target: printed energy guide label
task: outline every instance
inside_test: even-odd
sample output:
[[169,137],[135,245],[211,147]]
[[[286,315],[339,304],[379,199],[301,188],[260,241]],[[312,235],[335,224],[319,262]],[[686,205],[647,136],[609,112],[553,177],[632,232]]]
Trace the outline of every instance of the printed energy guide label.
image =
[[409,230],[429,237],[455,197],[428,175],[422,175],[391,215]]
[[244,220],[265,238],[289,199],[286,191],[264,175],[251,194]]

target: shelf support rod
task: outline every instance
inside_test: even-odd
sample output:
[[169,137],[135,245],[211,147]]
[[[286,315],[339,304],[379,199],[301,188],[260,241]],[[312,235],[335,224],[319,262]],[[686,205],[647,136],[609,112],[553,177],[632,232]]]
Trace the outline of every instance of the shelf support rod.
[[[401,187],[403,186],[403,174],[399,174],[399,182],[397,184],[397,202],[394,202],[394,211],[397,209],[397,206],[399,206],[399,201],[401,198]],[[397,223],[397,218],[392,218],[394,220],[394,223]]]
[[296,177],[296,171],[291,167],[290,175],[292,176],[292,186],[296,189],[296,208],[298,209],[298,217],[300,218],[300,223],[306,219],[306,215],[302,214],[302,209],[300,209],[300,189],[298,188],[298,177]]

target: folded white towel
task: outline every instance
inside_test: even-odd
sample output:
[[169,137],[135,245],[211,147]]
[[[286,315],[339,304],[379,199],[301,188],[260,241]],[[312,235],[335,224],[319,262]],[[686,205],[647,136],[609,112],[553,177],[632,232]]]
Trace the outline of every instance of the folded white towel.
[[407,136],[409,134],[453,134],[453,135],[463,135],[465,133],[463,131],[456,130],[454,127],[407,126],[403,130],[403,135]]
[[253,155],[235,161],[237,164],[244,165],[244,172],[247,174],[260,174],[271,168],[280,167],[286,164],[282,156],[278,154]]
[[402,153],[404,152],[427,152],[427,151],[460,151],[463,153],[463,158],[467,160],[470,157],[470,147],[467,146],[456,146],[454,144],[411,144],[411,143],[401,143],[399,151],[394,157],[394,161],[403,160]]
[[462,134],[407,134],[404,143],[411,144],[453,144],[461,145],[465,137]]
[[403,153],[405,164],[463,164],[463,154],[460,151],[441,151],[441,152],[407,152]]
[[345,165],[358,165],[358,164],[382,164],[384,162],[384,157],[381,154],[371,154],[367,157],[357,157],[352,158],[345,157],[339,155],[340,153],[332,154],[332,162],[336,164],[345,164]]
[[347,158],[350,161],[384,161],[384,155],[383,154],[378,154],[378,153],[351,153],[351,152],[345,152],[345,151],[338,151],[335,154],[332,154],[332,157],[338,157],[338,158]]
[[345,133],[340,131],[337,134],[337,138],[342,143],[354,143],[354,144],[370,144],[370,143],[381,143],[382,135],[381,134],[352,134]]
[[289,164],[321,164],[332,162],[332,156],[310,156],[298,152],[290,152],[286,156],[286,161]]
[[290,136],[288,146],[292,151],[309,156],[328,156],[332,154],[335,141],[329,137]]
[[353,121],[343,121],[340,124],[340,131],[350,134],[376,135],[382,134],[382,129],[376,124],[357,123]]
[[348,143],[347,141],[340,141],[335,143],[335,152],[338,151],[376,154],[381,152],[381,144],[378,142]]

◆ ◆ ◆ ◆

### What the exercise asks:
Starting at the beginning of the rows and ending at the line that contains "[[244,220],[265,238],[289,199],[286,191],[264,175],[251,194]]", write those lines out again with "printed" swapped for "laminated" and nothing else changed.

### Full solution:
target: laminated energy guide label
task: outline every instance
inside_test: even-odd
sample output:
[[169,137],[135,245],[211,147]]
[[[286,315],[339,304],[379,199],[301,188],[260,241]],[[312,235],[335,224],[319,262]],[[686,205],[647,136],[609,112],[553,177],[632,232]]]
Trace the outline of every instance of the laminated energy guide label.
image =
[[409,230],[429,237],[455,197],[428,175],[422,175],[391,215]]
[[244,220],[265,238],[289,199],[286,191],[264,175],[251,194]]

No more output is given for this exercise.